++++ TESTO

Dunque, se di guerra si tratta, l’appello al dialogo, sempre preferibile comunque, è un discorso totalmente fuori luogo. O diciamo che è l’Islam nel suo insieme che ha dichiarato guerra a tutto il mondo libero, e allora può avere senso negoziare con i moderati; oppure se non è così, e non è così anche perché un’internazionale musulmana non esiste, allora davanti a soldati invisibili, camuffati da civili, che compiono operazioni terroristiche organizzate e autonome, è assurdo aprire un dibattito come se si trattasse di episodi circostanziati.

L’inerzia europea, a ben vedere, è un espediente per coprire la profonda debolezza politica di Europa e Stati Uniti. Non serve a nessuno cercare impossibili accordi con chi ha deciso di uccidere senza preavviso, ma occorre essere pronti a difendersi e a reagire risolutamente dentro e fuori il continente. Quando si è sotto attacco, l’unica cosa certa è che il pacifismo è un suicidio. E lo è ancor più pensare di non utilizzare il tempo a disposizione per rafforzare gli organismi di protezione in modo eccezionale come la situazione lo richiede.

Commentando l’episodio della liberazione delle ragazze italiane in Siria, Manconi ha opportunamente detto in TV che lo Stato ha il compito reale e costituzionale di salvaguardare la vita dei propri connazionali. Bene, e i cittadini si aspettano perciò che non si paghino soltanto riscatti milionari e indennizzi postumi per le vittime ma che ci si attrezzi per prevenire e, malauguratamente se serve, per affrontare duramente a casa loro chi ci minaccia nel nostro territorio.

In attesa di riuscire a creare strumenti di difesa e politiche militari comuni, i singoli Stati europei dovrebbero finanziare e sostenere subito le rispettive forze armate mettendo tutto il resto in secondo piano, ad iniziare dal patto di stabilità e dai vincoli di bilancio. Il governo Renzi ha il dovere, in questo momento, di concentrare tutte le risorse disponibili per garantire la sicurezza interna e la condizione di possibilità di interventi militari all’estero in caso di necessità.

++++++++
++++ ELENCO DEI DATI

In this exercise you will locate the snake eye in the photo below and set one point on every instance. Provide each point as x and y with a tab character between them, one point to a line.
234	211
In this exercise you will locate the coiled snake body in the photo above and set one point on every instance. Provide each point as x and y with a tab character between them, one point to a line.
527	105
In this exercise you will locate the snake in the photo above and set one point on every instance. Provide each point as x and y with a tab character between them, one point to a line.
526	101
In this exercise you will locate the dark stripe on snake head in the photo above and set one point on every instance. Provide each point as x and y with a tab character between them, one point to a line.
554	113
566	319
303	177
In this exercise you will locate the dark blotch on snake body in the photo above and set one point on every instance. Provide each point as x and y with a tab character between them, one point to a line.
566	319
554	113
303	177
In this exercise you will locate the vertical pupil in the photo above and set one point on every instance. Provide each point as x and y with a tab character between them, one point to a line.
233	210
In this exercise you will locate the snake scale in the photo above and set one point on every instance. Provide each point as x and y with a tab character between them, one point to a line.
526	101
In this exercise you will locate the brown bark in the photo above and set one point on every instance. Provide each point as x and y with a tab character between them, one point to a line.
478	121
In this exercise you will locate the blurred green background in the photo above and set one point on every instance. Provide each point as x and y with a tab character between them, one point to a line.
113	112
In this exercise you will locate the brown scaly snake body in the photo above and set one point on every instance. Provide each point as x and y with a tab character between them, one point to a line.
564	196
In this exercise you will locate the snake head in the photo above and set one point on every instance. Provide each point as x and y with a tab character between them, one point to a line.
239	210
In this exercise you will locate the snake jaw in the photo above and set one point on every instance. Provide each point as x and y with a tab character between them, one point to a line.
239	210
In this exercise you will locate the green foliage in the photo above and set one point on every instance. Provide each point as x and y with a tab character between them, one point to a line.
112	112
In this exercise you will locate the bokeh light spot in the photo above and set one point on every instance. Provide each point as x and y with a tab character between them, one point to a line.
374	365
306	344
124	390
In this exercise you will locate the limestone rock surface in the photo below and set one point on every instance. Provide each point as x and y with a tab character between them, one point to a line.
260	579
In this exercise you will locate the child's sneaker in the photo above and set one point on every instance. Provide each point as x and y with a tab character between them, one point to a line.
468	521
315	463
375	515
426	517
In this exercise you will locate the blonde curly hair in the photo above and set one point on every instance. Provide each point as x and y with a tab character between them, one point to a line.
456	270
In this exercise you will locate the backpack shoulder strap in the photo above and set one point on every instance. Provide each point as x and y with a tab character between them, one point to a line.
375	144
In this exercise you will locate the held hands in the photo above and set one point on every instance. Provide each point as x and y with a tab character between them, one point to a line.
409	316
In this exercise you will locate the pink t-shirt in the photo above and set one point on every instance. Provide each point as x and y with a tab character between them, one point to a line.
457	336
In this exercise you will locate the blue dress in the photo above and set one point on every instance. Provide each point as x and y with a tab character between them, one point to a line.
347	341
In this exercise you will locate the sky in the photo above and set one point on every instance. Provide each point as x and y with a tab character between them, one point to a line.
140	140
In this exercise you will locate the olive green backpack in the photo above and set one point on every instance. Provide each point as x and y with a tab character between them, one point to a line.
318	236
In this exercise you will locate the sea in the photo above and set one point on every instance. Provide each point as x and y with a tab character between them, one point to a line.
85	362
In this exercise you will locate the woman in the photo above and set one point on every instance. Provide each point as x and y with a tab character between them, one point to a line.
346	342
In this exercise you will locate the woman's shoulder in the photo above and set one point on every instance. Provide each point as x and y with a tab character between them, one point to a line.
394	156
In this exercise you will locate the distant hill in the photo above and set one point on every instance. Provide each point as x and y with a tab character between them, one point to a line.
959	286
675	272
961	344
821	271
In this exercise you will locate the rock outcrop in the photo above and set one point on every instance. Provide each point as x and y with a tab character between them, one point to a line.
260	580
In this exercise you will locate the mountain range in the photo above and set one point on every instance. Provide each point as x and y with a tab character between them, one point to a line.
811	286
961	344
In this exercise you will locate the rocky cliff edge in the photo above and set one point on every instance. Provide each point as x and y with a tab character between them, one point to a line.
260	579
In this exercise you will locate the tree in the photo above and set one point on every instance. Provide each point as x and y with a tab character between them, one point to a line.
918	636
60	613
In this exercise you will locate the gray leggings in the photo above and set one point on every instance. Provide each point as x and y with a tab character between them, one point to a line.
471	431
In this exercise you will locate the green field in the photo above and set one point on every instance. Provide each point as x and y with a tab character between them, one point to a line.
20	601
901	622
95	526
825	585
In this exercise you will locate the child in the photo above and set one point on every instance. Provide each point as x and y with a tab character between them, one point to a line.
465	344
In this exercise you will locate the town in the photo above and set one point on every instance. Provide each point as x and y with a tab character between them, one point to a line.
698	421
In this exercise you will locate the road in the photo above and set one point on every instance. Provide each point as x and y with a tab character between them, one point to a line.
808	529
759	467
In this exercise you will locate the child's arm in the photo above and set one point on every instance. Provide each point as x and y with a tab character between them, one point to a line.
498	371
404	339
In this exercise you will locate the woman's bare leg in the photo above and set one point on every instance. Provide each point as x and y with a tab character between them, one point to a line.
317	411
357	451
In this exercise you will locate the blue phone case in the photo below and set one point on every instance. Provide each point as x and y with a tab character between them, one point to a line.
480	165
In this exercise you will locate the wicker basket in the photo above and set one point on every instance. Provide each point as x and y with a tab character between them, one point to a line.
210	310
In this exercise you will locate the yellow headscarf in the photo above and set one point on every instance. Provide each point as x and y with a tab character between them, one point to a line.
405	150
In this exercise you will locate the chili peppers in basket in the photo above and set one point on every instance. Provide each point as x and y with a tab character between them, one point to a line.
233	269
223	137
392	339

++++++++

[CONSEGNA]:
Riscrivi il tratto del testo da "L’inerzia europea, a" fino a "situazione lo richiede.", sostituendo "pacifismo" con "disarmo".

[SOLUZIONE]:
L’inerzia europea, a ben vedere, è un espediente per coprire la profonda debolezza politica di Europa e Stati Uniti. Non serve a nessuno cercare impossibili accordi con chi ha deciso di uccidere senza preavviso, ma occorre essere pronti a difendersi e a reagire risolutamente dentro e fuori il continente. Quando si è sotto attacco, l’unica cosa certa è che il disarmo è un suicidio. E lo è ancor più pensare di non utilizzare il tempo a disposizione per rafforzare gli organismi di protezione in modo eccezionale come la situazione lo richiede.